— BRIEF —
Copy out each of the following rows word for word.

*** PROVIDED DATA

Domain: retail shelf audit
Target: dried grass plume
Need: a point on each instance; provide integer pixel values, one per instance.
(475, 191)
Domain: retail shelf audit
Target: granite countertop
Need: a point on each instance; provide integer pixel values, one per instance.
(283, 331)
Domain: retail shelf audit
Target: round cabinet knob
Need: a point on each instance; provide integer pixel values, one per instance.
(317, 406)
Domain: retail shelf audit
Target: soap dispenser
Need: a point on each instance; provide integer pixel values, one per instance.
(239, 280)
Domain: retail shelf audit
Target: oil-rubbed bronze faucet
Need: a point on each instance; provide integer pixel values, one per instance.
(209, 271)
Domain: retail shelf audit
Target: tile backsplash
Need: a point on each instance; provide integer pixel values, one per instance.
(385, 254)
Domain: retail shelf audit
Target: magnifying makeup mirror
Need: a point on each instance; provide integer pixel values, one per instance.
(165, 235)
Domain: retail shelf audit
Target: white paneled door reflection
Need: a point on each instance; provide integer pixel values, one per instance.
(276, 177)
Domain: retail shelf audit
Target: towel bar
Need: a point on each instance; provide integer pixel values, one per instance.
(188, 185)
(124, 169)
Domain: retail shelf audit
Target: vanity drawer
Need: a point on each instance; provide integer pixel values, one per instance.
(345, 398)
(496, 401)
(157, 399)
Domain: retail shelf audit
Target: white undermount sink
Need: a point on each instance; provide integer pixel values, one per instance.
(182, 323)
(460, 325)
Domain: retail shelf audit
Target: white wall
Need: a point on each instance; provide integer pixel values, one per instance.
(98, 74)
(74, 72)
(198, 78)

******

— EXPECTED ANSWER —
Domain: retail shelf audit
Target: dried grass plume
Need: a point on each instance; provide integer pixel values, one per instance.
(475, 191)
Domain: retail shelf audit
Target: granite countertop
Need: a point on each instance; provide integer pixel values, one per instance.
(283, 331)
Domain: retail shelf audit
Target: round cabinet knob
Need: a point on each instance; provide integer pixel values, one per instance.
(317, 406)
Domain: retail shelf audit
Target: soap dispenser
Need: a point on each instance; provide integer pixel values, one per instance.
(239, 280)
Domain: retail shelf audit
Target: oil-rubbed bronze faucet
Need: a point on each instance; provide integer pixel values, one per instance.
(209, 271)
Domain: retail shelf audit
Target: tile backsplash
Need: a point on each instance; provide integer pixel values, one per instance.
(385, 254)
Domain: retail shelf audit
Target: magnifying makeup mirror
Need: a point on each instance; provide integer pixel values, one per instance.
(165, 235)
Domain: retail shelf audit
Target: white paneled door reflection
Need: a point on each instance; provide integer pixel values, one per instance.
(276, 177)
Domain: retail shelf audit
Target: towel bar
Need: a point on each instance; provide integer pixel values, one per instance.
(188, 185)
(124, 169)
Domain: retail shelf audit
Target: vanity drawer
Need: a point on each instance; provide integer pixel values, one per instance.
(345, 398)
(496, 401)
(157, 399)
Domain: retail shelf audit
Target: white undermount sink
Need: a point on each instance; provide integer pixel values, one per instance.
(182, 323)
(460, 325)
Domain: retail shelf audit
Target: white wall
Need: a point on each instance; provide integer pixel values, one per instance.
(98, 74)
(74, 72)
(198, 78)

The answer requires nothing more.